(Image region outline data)
*****

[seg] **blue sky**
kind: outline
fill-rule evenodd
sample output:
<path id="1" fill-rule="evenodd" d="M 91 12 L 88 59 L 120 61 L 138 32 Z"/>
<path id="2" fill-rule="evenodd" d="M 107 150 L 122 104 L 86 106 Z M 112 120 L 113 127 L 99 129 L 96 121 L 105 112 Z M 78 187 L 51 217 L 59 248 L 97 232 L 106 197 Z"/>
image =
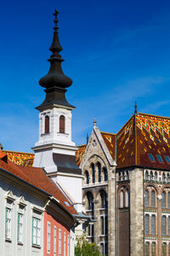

*****

Quote the data above verbatim, omitting the picture.

◆ EXERCISE OUTPUT:
[seg] **blue sky**
kind: outline
fill-rule evenodd
sample output:
<path id="1" fill-rule="evenodd" d="M 91 12 L 88 59 L 120 61 L 138 32 Z"/>
<path id="2" fill-rule="evenodd" d="M 107 150 L 122 104 L 86 106 Z M 112 120 L 113 127 L 99 129 L 96 121 L 105 112 Z M 78 187 L 51 217 L 59 248 L 97 232 L 106 197 Z"/>
image =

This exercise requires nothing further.